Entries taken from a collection
____

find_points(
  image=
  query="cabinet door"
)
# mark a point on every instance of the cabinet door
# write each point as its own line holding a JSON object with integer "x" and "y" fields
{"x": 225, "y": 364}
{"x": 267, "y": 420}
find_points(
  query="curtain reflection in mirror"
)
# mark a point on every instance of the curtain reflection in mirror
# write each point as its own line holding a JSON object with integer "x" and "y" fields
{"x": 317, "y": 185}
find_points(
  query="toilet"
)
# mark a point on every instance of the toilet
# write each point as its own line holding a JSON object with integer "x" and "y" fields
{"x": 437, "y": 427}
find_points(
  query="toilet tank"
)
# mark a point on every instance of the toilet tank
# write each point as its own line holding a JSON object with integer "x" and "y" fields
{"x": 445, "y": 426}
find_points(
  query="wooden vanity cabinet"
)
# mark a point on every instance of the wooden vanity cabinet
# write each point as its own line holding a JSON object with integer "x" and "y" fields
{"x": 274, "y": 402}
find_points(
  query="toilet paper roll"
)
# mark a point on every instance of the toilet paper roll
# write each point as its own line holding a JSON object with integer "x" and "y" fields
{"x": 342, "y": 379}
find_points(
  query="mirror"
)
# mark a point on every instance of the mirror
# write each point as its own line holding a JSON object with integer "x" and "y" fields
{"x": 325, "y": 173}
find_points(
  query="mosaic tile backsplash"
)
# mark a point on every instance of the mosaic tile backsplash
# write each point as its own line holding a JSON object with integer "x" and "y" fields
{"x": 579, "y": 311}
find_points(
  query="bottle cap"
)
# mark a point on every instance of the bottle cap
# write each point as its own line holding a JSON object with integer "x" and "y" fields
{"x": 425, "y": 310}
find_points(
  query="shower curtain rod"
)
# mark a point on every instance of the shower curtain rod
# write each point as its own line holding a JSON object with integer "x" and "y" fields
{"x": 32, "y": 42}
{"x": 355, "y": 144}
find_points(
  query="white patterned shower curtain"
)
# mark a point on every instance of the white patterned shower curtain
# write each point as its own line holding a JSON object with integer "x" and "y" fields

____

## GIVEN EXERCISE:
Repeat the material in full, exactly as it stands.

## RESPONSE:
find_points(
  image=
  query="cabinet door"
)
# mark a point on every instance of the cabinet door
# write each point as its own line holding a JSON object with integer "x" and "y" fields
{"x": 225, "y": 364}
{"x": 267, "y": 420}
find_points(
  query="curtain reflection in mirror"
)
# mark a point on every instance of the curtain reflection in mirror
# write each point as its own line holding a JSON object with integer "x" and "y" fields
{"x": 317, "y": 185}
find_points(
  query="toilet"
)
# mark a point on every instance of the toilet
# write each point as its own line holding a JSON object with integer "x" and "y" fields
{"x": 437, "y": 427}
find_points(
  query="toilet tank"
)
# mark a point on every instance of the toilet tank
# write each point as its own line holding a JSON object with integer "x" and "y" fields
{"x": 445, "y": 426}
find_points(
  query="wooden vanity cabinet"
)
# mark a point on every instance of the wooden vanity cabinet
# write each point as its own line holding a JSON object with integer "x" and "y" fields
{"x": 274, "y": 402}
find_points(
  query="toilet paper roll"
)
# mark a point on every instance of the toilet paper roll
# write each point as its own line holding a JSON object with integer "x" and "y" fields
{"x": 342, "y": 379}
find_points(
  query="mirror"
)
# mark a point on every instance of the mirror
# write each point as its own line holding a JSON object with integer "x" and "y" fields
{"x": 325, "y": 173}
find_points(
  query="mosaic tile backsplash"
)
# mark a point on every instance of the mosaic tile backsplash
# write each point as its own line holding a JSON object with integer "x" and "y" fields
{"x": 579, "y": 311}
find_points(
  query="bottle cap"
)
# mark a point on every instance of the bottle cap
# write each point as its own line holding a JSON object with integer "x" and "y" fields
{"x": 425, "y": 310}
find_points(
  query="shower curtain rod"
)
# mark a point on every instance of the shower curtain rod
# write each point as its own line holding a JSON object with integer "x" and "y" fields
{"x": 32, "y": 42}
{"x": 355, "y": 144}
find_points(
  query="white patterned shower curtain"
)
# mark a point on every instance of the white patterned shower curtain
# write each point as its own line holding a JSON object with integer "x" and "y" fields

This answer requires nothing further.